Excerpt to read:
------------
Studio album by Wisin
- Released: March 18, 2014
- Recorded: 2013–14
- Studio: Honkey Tonk Studios; Mexico City, Mexico; Jungle City Studios; New York City, United States; J House Music Group; New York City, United States; La Base Studios; Puerto Rico; Mas Flow Studio; Puerto Rico; Roc The Mic; New York City, United States;
- Genre: Reggaeton; Latin pop; electropop;
- Length: 65:00
- Label: Sony Latin
- Producer: Hyde; Chris Jeday; El Profesor Gómez; Haze; Luny Tunes; JY (El De La J) Predikador; Tainy;

Wisin chronology
| El Sobreviviente (2004) | El Regreso del Sobreviviente (2014) | Los Vaqueros: La Trilogía (2015) |

Singles from El Regreso del Sobreviviente
- "Que Viva La Vida" Released: September 22, 2013; "Adrenalina" Released: February 25, 2014;

= El Regreso del Sobreviviente =

El Regreso del Sobreviviente (transl. The Return of the Survivor) is the second studio album (first one in 10 years as a solo artist), by Puerto Rican reggaeton artist Wisin. It is the sequel to his first studio album El Sobreviviente. It was released on March 18, 2014. The first single released as part of the album was "Que Viva La Vida" on September 22, 2013. "Adrenalina" was the second single released for the album on February 25, 2014. "Claro" and "Heavy Heavy" were released as promotional singles.

==Track listing==

- W version means that it's only Wisin. One version features an artist while the other only has him on it.
------------
Goal 1:
Using the album article, answer the following:
(a) Under which label was the album released?
(b) On what date was "Adrenalina" released?
(c) Which two songs were released as promotional singles?

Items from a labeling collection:
------------
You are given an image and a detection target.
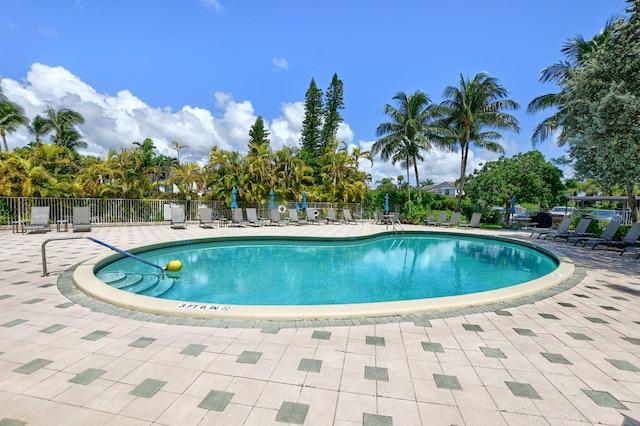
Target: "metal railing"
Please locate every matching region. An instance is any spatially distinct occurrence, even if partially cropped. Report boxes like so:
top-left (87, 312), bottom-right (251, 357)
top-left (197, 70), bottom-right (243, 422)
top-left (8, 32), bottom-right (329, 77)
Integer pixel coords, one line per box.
top-left (0, 197), bottom-right (362, 226)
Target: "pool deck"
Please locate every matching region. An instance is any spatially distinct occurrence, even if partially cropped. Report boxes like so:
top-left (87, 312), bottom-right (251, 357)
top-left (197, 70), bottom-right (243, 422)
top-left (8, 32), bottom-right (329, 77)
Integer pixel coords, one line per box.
top-left (0, 224), bottom-right (640, 426)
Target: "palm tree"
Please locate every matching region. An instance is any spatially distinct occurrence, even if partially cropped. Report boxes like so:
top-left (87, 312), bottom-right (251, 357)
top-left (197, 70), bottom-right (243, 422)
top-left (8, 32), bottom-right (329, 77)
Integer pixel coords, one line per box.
top-left (371, 90), bottom-right (446, 199)
top-left (45, 107), bottom-right (86, 145)
top-left (171, 141), bottom-right (189, 165)
top-left (442, 72), bottom-right (520, 210)
top-left (0, 99), bottom-right (29, 152)
top-left (27, 115), bottom-right (53, 143)
top-left (527, 17), bottom-right (617, 147)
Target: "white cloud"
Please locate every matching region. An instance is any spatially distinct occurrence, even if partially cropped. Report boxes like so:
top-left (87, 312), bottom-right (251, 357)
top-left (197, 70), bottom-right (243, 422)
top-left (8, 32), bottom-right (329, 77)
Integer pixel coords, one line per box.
top-left (200, 0), bottom-right (223, 12)
top-left (2, 63), bottom-right (257, 162)
top-left (273, 58), bottom-right (289, 71)
top-left (2, 63), bottom-right (513, 186)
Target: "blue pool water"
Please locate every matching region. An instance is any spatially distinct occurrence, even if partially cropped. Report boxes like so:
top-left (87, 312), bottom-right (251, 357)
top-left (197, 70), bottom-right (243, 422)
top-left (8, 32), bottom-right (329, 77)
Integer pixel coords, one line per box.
top-left (96, 234), bottom-right (558, 305)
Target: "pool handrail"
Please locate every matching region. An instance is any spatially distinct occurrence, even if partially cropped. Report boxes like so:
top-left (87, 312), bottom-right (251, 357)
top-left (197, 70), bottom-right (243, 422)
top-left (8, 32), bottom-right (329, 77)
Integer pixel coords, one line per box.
top-left (41, 236), bottom-right (165, 277)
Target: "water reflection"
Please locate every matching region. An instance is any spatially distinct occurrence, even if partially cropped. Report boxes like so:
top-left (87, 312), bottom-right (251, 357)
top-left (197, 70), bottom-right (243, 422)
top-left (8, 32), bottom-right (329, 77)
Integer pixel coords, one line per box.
top-left (97, 236), bottom-right (556, 305)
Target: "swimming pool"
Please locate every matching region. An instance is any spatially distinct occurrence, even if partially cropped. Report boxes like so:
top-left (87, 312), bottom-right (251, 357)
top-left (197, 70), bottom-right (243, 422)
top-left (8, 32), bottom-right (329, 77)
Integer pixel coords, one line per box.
top-left (73, 231), bottom-right (575, 321)
top-left (97, 234), bottom-right (558, 305)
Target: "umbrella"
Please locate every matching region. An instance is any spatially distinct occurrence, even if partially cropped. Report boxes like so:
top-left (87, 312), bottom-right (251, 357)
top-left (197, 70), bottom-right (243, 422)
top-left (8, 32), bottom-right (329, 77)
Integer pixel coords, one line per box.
top-left (231, 186), bottom-right (238, 209)
top-left (269, 189), bottom-right (276, 210)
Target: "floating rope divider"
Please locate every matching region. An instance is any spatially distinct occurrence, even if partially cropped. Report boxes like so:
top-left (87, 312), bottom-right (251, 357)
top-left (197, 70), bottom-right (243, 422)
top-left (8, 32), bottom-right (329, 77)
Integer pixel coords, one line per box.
top-left (85, 237), bottom-right (165, 276)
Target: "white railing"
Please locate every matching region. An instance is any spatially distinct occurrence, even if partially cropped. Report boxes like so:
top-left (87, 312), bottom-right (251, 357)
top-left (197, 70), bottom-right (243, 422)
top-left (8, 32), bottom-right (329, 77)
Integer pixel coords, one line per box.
top-left (0, 197), bottom-right (362, 226)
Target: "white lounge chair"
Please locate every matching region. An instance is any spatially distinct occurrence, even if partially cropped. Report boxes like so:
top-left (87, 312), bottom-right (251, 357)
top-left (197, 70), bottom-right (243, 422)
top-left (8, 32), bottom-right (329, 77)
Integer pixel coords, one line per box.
top-left (342, 209), bottom-right (363, 225)
top-left (324, 208), bottom-right (342, 225)
top-left (198, 207), bottom-right (216, 229)
top-left (245, 208), bottom-right (264, 226)
top-left (23, 206), bottom-right (51, 233)
top-left (71, 207), bottom-right (91, 232)
top-left (171, 206), bottom-right (187, 229)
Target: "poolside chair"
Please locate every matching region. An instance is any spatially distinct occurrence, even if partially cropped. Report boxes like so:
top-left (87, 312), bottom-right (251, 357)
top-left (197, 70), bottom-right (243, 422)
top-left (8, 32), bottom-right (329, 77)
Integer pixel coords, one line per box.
top-left (23, 206), bottom-right (51, 233)
top-left (591, 222), bottom-right (640, 251)
top-left (198, 207), bottom-right (216, 229)
top-left (529, 217), bottom-right (573, 239)
top-left (231, 208), bottom-right (247, 226)
top-left (269, 207), bottom-right (288, 226)
top-left (440, 212), bottom-right (460, 226)
top-left (544, 218), bottom-right (593, 241)
top-left (171, 206), bottom-right (187, 229)
top-left (567, 220), bottom-right (621, 246)
top-left (245, 208), bottom-right (264, 226)
top-left (427, 212), bottom-right (447, 226)
top-left (289, 209), bottom-right (307, 225)
top-left (373, 212), bottom-right (384, 225)
top-left (342, 209), bottom-right (364, 225)
top-left (324, 208), bottom-right (342, 225)
top-left (305, 207), bottom-right (320, 225)
top-left (71, 207), bottom-right (91, 232)
top-left (460, 213), bottom-right (482, 228)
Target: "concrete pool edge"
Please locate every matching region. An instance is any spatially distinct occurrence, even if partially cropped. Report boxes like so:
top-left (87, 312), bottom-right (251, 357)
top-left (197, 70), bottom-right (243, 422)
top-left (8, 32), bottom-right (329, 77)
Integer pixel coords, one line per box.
top-left (72, 231), bottom-right (576, 321)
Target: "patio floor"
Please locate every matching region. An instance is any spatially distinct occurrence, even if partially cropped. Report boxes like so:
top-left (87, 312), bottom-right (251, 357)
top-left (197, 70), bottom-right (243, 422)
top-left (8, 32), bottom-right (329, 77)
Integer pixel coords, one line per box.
top-left (0, 224), bottom-right (640, 426)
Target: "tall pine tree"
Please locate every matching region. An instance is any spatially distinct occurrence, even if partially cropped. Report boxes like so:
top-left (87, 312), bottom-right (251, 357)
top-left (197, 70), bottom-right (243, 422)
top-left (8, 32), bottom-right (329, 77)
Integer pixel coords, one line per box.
top-left (300, 78), bottom-right (323, 170)
top-left (249, 116), bottom-right (270, 154)
top-left (316, 74), bottom-right (344, 157)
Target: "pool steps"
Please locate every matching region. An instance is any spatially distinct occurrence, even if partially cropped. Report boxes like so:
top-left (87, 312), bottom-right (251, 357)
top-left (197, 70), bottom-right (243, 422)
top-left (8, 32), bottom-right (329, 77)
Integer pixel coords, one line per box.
top-left (100, 272), bottom-right (175, 297)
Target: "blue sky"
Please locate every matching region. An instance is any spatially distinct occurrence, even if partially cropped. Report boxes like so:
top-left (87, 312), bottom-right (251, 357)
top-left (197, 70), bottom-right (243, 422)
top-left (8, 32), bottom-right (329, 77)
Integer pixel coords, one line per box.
top-left (0, 0), bottom-right (626, 182)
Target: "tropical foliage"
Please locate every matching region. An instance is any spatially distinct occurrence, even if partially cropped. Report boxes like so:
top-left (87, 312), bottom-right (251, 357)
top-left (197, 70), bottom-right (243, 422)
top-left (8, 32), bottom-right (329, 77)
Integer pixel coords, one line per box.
top-left (466, 151), bottom-right (564, 215)
top-left (442, 73), bottom-right (520, 208)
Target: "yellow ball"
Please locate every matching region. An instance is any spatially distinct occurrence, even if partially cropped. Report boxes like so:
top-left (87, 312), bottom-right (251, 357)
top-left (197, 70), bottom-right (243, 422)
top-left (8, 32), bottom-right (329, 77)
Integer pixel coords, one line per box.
top-left (166, 259), bottom-right (182, 272)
------------
Goal 2:
Locate each line in the records that contains the string "railing", treating case as significant, and copy every such line.

Finished answer 1:
(a) Sony Latin
(b) February 25, 2014
(c) "Claro" and "Heavy Heavy"

Finished answer 2:
Target: "metal railing"
Target: "white railing"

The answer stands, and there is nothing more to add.